### TAREFAS A REALIZAR
1) Indique se cada afirmação está de acordo com o texto sobre os pequenos lavradores e, em cada caso, cite literalmente as palavras do texto que o comprovam.
(a) Os pequenos lavradores pagavam aos senhores só com trabalho.
(b) Os mosteiros às vezes devolviam as terras arrendadas junto com uma parcela a mais.
(c) Só os camponeses sem terra entraram ao serviço dos ricos e dos nobres.
2) Responda às perguntas com base no texto sobre os pequenos lavradores.
(a) Que nome recebia o trabalho feito pelos camponeses para os seus senhores?
(b) Em que se tornava o antigo dono da terra entregue aos novos senhores?
(c) Que tipo de terreno era em geral a parcela a mais dada pelos mosteiros?

Os pequenos lavradores que procuravam a proteção e o amparo dos ricos e dos nobres acabaram por conseguir esta proteção e este amparo, pelo preço da perda da sua liberdade. Se não tinham terras, davam-lhes pequenas parcelas e às vezes alguns animais e cabanas para os ter. Mas eram obrigados a pagar por isso, quer trabalhando para os seus senhores (corveia) quer com parte da sua produção (renda). Em alguns casos, a assistência material prestada aos pequenos camponeses indefesos era tão grande que eles não só se obrigavam eles próprios ao serviço dos senhores, mas também vinculavam os seus descendentes a esse serviço. Como as condições de vida dos homens do povo livre, das antigas aldeias bárbaras, eram sensivelmente as mesmas, esta sujeição aos grandes proprietários e aos membros ricos da sociedade ia tornar-se uma prática universal.
Alguns camponeses que tinham as suas próprias propriedades e terras suficientes para fazer uma vida razoável também entraram voluntariamente ao serviço dos ricos e dos nobres para obterem a todo custo a sua proteção e o seu amparo. Desistiam dos seus direitos à terra e entregavam-na aos novos senhores, recebendo-a de novo com a obrigação de pagar renda como se nunca tivesse sido deles. Assim, a terra tornou-se uma terra arrendada e o seu antigo dono, um arrendatário.
Os ricos proprietários, como a Igreja Católica, e fundações, como mosteiros, asilos, etc., estavam sempre prontos a prestar assistência e amparo aos pequenos lavradores, que lhes entregavam as terras, para as receberem sob forma de terras arrendadas. Os mosteiros muitas vezes devolviam as terras arrendadas aos seus antigos proprietários, com mais uma parcela de terra – em geral parte de um bosque ou pântano – com a condição de a prepararem para ser semeada. Pouco a pouco, os habitantes das antigas comunas de aldeias, pequenos lavradores que trabalhavam a sua terra e até então tinham sido homens livres, tornaram-se camponeses dependentes ou servos, ligados à terra e ao serviço dos grandes proprietários. (...)

### DADOS APRESENTADOS
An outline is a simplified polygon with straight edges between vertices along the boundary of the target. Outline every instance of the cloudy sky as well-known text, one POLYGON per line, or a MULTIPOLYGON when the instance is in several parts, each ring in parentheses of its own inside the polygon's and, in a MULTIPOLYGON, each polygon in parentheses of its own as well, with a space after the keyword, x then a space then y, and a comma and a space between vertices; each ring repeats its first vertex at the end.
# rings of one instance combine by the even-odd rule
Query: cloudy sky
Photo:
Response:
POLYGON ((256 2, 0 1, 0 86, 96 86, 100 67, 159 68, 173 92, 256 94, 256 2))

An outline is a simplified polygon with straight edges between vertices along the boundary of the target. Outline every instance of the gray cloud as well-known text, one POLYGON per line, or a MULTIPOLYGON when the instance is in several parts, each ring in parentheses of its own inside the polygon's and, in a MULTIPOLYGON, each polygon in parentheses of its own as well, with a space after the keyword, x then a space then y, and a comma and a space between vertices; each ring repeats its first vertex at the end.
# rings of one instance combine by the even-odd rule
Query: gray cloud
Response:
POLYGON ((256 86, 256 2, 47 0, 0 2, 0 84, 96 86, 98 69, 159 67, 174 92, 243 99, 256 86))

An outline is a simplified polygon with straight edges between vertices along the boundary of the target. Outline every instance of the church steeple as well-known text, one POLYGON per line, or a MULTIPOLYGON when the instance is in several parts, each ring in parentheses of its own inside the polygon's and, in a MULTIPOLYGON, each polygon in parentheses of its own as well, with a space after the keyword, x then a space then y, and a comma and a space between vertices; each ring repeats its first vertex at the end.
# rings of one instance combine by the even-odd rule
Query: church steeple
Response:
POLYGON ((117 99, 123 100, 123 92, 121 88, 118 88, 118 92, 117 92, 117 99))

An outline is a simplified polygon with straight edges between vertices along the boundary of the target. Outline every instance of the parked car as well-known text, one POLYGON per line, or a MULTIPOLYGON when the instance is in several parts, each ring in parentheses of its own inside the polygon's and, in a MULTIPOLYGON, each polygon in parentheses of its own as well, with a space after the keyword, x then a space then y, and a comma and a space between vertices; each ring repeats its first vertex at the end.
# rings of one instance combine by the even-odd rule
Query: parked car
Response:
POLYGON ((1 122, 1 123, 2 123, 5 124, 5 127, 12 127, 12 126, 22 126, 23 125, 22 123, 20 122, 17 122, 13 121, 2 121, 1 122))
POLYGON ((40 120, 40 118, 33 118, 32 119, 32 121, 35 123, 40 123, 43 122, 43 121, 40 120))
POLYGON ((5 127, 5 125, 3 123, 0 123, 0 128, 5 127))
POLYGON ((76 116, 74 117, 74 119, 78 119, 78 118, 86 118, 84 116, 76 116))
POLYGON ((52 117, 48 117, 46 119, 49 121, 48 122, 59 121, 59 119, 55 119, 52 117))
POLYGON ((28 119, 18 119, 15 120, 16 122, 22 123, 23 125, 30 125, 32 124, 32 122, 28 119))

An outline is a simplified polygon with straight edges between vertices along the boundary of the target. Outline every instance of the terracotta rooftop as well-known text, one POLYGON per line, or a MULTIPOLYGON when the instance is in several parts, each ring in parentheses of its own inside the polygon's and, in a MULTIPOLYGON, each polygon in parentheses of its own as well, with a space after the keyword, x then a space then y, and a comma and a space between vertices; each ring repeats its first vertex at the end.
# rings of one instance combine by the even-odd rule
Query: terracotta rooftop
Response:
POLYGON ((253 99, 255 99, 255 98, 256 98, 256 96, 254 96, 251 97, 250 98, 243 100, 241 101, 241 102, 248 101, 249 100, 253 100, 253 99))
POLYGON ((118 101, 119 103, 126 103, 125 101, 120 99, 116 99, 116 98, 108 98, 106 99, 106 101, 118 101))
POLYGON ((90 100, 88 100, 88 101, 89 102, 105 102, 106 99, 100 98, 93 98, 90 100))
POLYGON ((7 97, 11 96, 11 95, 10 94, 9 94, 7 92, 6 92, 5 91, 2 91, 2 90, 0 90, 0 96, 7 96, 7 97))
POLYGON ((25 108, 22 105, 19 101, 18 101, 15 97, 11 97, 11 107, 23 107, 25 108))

### AS SOLUÇÕES
1)
(a) Não: "quer trabalhando para os seus senhores (corveia) quer com parte da sua produção (renda)".
(b) Sim: "Os mosteiros muitas vezes devolviam as terras arrendadas aos seus antigos proprietários, com mais uma parcela de terra".
(c) Não: "Alguns camponeses que tinham as suas próprias propriedades e terras suficientes para fazer uma vida razoável também entraram voluntariamente ao serviço dos ricos e dos nobres".

2)
(a) Corveia.
(b) Num arrendatário.
(c) Parte de um bosque ou pântano.